● Work to be completed: Revise the data from the line containing "Target | white lettering on banner" through the line containing "x=220 y=317", replacing every "disc" with "circle" and changing nothing else. Return only those lines.
______________________________
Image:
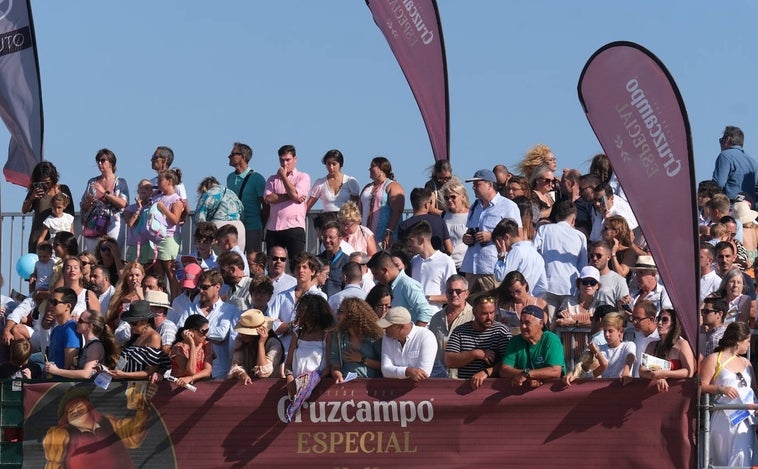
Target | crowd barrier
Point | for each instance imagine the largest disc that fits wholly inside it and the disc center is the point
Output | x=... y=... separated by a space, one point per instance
x=377 y=423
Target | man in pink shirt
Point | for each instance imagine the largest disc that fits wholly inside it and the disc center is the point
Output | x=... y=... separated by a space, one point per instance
x=286 y=192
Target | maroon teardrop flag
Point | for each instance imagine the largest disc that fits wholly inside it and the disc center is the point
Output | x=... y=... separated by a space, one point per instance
x=638 y=115
x=20 y=93
x=414 y=33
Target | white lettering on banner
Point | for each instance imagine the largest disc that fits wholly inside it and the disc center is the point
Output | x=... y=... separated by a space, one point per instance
x=403 y=412
x=654 y=127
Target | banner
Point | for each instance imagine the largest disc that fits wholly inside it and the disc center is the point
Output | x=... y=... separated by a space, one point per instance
x=378 y=423
x=20 y=93
x=638 y=115
x=413 y=30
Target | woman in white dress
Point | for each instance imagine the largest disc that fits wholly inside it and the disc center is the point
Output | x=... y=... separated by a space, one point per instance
x=455 y=216
x=336 y=188
x=728 y=376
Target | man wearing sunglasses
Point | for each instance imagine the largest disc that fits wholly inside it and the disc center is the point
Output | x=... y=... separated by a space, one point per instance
x=713 y=312
x=65 y=342
x=220 y=317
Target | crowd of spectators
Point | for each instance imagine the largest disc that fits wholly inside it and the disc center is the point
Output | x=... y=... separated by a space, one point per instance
x=503 y=285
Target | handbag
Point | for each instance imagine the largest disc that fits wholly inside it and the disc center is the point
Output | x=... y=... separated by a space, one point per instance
x=96 y=221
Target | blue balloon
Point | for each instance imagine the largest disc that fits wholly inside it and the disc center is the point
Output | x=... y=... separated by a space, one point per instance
x=25 y=265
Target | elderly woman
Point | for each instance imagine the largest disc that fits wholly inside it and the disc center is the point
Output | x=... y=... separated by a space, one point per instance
x=671 y=347
x=542 y=183
x=103 y=200
x=728 y=376
x=356 y=235
x=99 y=348
x=336 y=188
x=142 y=356
x=43 y=187
x=257 y=352
x=220 y=205
x=357 y=341
x=191 y=354
x=738 y=303
x=382 y=201
x=455 y=215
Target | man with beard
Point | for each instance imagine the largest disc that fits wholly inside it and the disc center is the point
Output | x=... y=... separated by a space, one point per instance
x=478 y=346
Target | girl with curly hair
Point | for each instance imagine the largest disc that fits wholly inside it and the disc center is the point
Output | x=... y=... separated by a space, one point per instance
x=357 y=341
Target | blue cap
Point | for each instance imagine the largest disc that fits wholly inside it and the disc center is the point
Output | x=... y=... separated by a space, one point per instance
x=483 y=175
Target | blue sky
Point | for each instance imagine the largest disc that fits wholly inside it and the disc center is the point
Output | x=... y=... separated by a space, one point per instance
x=197 y=76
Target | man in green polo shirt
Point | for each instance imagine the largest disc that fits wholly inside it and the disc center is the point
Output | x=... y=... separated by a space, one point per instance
x=535 y=356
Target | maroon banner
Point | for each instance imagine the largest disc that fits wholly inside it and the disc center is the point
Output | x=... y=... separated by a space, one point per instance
x=413 y=30
x=638 y=115
x=20 y=93
x=365 y=423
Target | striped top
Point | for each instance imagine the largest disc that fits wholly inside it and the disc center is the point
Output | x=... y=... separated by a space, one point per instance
x=464 y=338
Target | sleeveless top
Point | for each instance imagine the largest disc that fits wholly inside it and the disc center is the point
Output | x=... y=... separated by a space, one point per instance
x=375 y=209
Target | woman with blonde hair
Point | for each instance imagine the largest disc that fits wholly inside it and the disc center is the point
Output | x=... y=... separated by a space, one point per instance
x=623 y=250
x=356 y=235
x=455 y=215
x=538 y=155
x=357 y=341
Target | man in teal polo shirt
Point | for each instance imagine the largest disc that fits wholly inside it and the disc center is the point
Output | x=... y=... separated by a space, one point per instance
x=248 y=185
x=535 y=356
______________________________
● Solution for this task:
Target | white lettering on banner
Point | for each instance imagine the largest circle that fits wholly inside it and the circle center is the point
Output | x=... y=... separated by a space, one point per instance
x=403 y=412
x=654 y=127
Target | banner
Point | for each instance imagine the largest circle that fits wholly inside it and the circle center is the point
Output | x=... y=... separated by a space, one point per instance
x=378 y=423
x=20 y=93
x=638 y=115
x=413 y=30
Target | woman in white dress
Point | for each instance imagine the largest circle that fits wholly inside it and the circle center is the point
Output | x=... y=... separated by a space, one point per instance
x=455 y=216
x=336 y=188
x=728 y=376
Target | man wearing sunglasses
Point | for each instance imagine the largest circle that fits wholly inside it and the circle center is the point
Output | x=... y=... separated by a space, one point per instance
x=713 y=312
x=65 y=342
x=220 y=317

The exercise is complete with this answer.